▶ _THE TASK_
Write down each entry again, exactly as it reads.

▶ _ENTRIES SUPPLIED_
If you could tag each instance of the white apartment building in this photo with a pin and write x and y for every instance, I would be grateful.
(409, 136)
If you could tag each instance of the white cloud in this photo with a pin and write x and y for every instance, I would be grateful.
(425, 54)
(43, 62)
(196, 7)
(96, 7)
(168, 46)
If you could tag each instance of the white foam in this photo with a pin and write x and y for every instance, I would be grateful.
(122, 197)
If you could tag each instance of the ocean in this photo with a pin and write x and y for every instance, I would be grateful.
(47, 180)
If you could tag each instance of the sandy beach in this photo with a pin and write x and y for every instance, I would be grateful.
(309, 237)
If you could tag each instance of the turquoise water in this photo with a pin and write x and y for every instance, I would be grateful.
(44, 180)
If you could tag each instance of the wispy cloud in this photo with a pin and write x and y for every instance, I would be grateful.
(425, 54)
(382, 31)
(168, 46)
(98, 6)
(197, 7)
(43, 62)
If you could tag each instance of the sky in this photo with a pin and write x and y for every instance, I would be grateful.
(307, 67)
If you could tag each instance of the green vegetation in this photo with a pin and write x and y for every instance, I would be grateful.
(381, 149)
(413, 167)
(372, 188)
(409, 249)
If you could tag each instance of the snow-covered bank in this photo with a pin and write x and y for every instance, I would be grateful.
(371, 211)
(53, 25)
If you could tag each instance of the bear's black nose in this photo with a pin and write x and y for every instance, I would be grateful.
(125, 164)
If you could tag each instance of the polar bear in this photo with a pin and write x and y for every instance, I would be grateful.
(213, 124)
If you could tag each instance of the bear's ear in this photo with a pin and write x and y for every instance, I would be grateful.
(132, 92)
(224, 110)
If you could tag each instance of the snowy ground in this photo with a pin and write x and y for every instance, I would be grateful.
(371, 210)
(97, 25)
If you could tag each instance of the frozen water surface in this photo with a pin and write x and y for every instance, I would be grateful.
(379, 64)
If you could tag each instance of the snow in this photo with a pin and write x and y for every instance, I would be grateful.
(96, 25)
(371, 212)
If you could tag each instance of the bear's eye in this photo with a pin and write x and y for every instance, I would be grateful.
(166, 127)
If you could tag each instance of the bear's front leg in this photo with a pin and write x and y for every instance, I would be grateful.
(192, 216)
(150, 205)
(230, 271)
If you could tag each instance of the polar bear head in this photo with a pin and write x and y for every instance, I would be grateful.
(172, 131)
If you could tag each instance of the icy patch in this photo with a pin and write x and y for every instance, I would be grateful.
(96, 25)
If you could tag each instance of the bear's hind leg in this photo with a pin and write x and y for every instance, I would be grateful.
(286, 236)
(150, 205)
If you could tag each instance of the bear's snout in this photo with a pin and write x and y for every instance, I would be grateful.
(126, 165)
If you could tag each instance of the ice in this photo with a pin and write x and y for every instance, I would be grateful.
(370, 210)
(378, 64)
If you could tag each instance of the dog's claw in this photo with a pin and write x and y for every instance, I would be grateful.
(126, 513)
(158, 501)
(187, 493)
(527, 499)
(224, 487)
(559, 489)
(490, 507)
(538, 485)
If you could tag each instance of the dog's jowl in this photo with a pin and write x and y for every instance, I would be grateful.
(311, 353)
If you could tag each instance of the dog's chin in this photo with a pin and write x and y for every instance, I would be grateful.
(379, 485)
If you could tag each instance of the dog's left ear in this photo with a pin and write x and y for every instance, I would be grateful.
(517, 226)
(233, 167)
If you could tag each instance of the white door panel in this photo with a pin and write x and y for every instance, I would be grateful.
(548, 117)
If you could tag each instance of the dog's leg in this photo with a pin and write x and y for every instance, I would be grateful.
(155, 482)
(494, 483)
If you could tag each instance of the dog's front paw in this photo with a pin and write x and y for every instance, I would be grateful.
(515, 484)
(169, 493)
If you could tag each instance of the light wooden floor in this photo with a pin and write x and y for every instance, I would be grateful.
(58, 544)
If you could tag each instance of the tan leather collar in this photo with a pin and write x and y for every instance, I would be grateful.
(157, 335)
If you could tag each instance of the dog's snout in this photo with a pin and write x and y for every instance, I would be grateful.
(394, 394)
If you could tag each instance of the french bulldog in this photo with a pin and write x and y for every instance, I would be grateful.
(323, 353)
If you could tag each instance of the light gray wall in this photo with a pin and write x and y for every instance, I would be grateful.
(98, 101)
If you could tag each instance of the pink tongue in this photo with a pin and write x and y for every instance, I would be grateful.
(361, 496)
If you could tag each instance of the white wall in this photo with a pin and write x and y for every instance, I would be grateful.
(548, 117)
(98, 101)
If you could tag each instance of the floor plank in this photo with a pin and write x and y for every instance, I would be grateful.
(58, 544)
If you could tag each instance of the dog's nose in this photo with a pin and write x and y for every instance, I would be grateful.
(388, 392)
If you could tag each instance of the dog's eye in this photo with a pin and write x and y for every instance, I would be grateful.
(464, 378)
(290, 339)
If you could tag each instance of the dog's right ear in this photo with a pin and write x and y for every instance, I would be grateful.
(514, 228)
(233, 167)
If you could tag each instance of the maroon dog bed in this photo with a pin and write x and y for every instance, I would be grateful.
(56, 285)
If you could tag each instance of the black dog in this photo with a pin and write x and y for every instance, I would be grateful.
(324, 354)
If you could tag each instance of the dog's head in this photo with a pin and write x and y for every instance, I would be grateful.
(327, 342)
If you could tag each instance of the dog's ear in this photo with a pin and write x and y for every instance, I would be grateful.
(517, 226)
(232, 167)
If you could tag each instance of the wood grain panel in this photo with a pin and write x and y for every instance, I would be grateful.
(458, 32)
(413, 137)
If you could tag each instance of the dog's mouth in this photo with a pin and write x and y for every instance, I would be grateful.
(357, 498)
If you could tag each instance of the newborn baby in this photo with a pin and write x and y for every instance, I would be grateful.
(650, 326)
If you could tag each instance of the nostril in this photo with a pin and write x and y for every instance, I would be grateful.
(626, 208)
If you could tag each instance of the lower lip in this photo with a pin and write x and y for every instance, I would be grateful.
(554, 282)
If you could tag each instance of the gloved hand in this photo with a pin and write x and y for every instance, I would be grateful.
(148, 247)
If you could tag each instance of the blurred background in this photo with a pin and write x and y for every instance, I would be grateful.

▶ _FULL RESPONSE_
If you could tag each instance of the white apartment building in this photo with a pin and write x and y for every instance, I would be grateful.
(409, 136)
If you could tag each instance of the white cloud in this photo with a pin and write x and y for every instance, I would be grateful.
(425, 54)
(43, 62)
(196, 7)
(96, 7)
(168, 46)
If you could tag each instance of the white foam in this photo with a pin and write x and y for every instance, I would be grateful.
(122, 197)
If you could tag each instance of the ocean in this photo with a pin and write x and y for every instance, I would be grateful.
(47, 180)
If you could tag each instance of the sandy beach in this photo with a pin and write x and y for every instance, I would be grateful.
(309, 237)
If you could tag each instance of the turquoise water in this photo with a pin and write x and y for every instance, I would be grateful.
(44, 180)
If you could tag each instance of the wispy cloud in this photo with a pin and write x and y for every instance, I would be grateful.
(425, 54)
(382, 31)
(168, 46)
(98, 6)
(197, 7)
(43, 62)
If you could tag each instance of the sky in this photo with a pin and write x and y for every instance, I would be grateful.
(307, 67)
If you could tag each instance of the green vegetation in this photo with a pin and write x and y for every instance, I would be grateful.
(381, 149)
(413, 167)
(372, 188)
(409, 249)
If you could tag each instance of the snow-covered bank in this photo with a pin and write x and y for every instance, I would be grateful.
(371, 211)
(53, 25)
If you could tag each instance of the bear's black nose in this photo with a pin and write x and y for every instance, I would be grateful.
(125, 164)
If you could tag each instance of the polar bear in this photo with a pin and write x and y for every instance, I would be grateful.
(213, 124)
If you could tag each instance of the bear's ear in this photo with a pin and write x and y for every instance, I would be grateful.
(132, 92)
(224, 110)
If you could tag each instance of the snowy ground in this photo with a pin and write x and y for every instance, I would be grateful.
(371, 210)
(97, 25)
If you could tag each instance of the frozen water surface in this photo with a pin and write x and y for every instance, I would be grateful.
(379, 64)
If you could tag each instance of the snow in this photo with a pin and write x and y for every instance, I would be grateful.
(96, 25)
(371, 212)
If you could tag each instance of the bear's eye in this photo with a pin and write x and y for every instance, I would be grateful.
(166, 127)
If you could tag each instance of the bear's front leg in this photo with a pin and write x and y for every instance, I would be grateful.
(192, 216)
(150, 205)
(230, 271)
If you could tag each instance of the polar bear head in this photo with a pin and write x and y for every instance, I would be grateful.
(172, 131)
If you could tag each instance of the icy patch in this photo with a pin and write x and y for every instance, I would be grateful.
(96, 25)
If you could tag each instance of the bear's hind leg in this photo with a pin and write x and y for every instance, I would be grateful.
(286, 236)
(150, 205)
If you could tag each instance of the bear's snout in this photo with a pin and write x and y for every instance, I would be grateful.
(126, 165)
If you could tag each instance of the ice in this photo with a pin and write x and y for every instance, I would be grateful.
(370, 210)
(378, 64)
If you could tag each instance of the dog's claw in this photo with a pin and write x and y for every instance, I would be grateful.
(126, 513)
(158, 501)
(187, 493)
(527, 499)
(224, 487)
(559, 489)
(490, 507)
(538, 485)
If you could tag each instance of the dog's jowl in this photo with a pin and write x and y for every instance, I would be grateful.
(311, 353)
If you could tag each instance of the dog's chin in this photo with a pin and write x and y for every instance, I would be grateful.
(379, 485)
If you could tag each instance of the dog's left ear in this photo with a pin and write x and y for every instance, I would be grateful.
(517, 226)
(233, 167)
If you could tag each instance of the white door panel in this photo with a pin and write x and y for every instance, I would be grateful.
(548, 117)
If you could tag each instance of the dog's leg in this photo with a pin and write x and y for every instance, I would be grateful.
(155, 482)
(494, 483)
If you could tag each instance of the dog's front paw in this photo with a pin and write x and y for every instance, I would be grateful.
(515, 484)
(169, 493)
If you could tag each instance of the light wooden floor in this photo with a pin and write x and y for every instance, I would be grateful.
(58, 544)
If you could tag each instance of the tan leather collar in this photo with a pin and write x and y for every instance, I would be grateful.
(157, 335)
If you could tag each instance of the dog's snout in this photo with a pin and write x and y for every instance, I would be grateful.
(394, 394)
If you could tag each instance of the french bulldog in this photo with a pin and write x and y for every instance, I would be grateful.
(323, 353)
If you could tag each instance of the light gray wall in this photo with a pin and write x and y for every instance, I would be grateful.
(98, 101)
If you could tag each instance of the pink tongue in this photo with a pin and write x and y for every instance, I would be grateful.
(361, 496)
If you could tag each instance of the white wall in this photo with a pin and write x and y for every instance, I would be grateful.
(548, 117)
(98, 101)
If you could tag each instance of the floor plank in this photo with a pin and write x and y for every instance, I would be grateful.
(58, 544)
If you could tag each instance of the dog's nose in this photo with a pin and write x and y for every instance, I would be grateful.
(388, 392)
If you could tag each instance of the dog's eye in this photo with a pin and write x and y for every instance, I would be grateful.
(464, 378)
(290, 339)
If you could tag each instance of the dog's right ear in this photo with a pin and write x and y for every instance, I would be grateful.
(514, 228)
(233, 167)
If you could tag each instance of the maroon dog bed in this photo with a pin and write x and y for every instance, I would be grateful.
(56, 285)
If you could tag each instance of the black dog in this photo with a pin and write x and y for every instance, I would be grateful.
(324, 354)
If you could tag each instance of the dog's head in this photo with a pin and write x and y for every instance, I would be grateful.
(327, 342)
If you could tag each instance of the dog's ear in this photo with a pin and write x and y for every instance, I would be grateful.
(517, 226)
(232, 167)
If you could tag each instance of the wood grain panel in this photo with a pin and write x and y for every instance, I would be grateful.
(458, 32)
(413, 137)
If you could tag each instance of the dog's mouth in this photo with a pin and write x and y for every instance, I would be grateful.
(357, 498)
If you could tag each instance of the newborn baby in this photo with a pin and write x and y for every instance, I would be grateful.
(650, 326)
If you could tag each instance of the nostril in this photo with a pin and write x and y for every instance, I would be grateful.
(626, 208)
If you could tag each instance of the lower lip in this photo with a pin and write x and y for every instance, I would be grateful.
(554, 282)
If you could tag each instance of the gloved hand in this photo with a pin and write x and y for every instance, I would be grateful.
(148, 247)
If you could tag each instance of the blurred background in this photo with a pin and write x and y for every instance, I would be grateful.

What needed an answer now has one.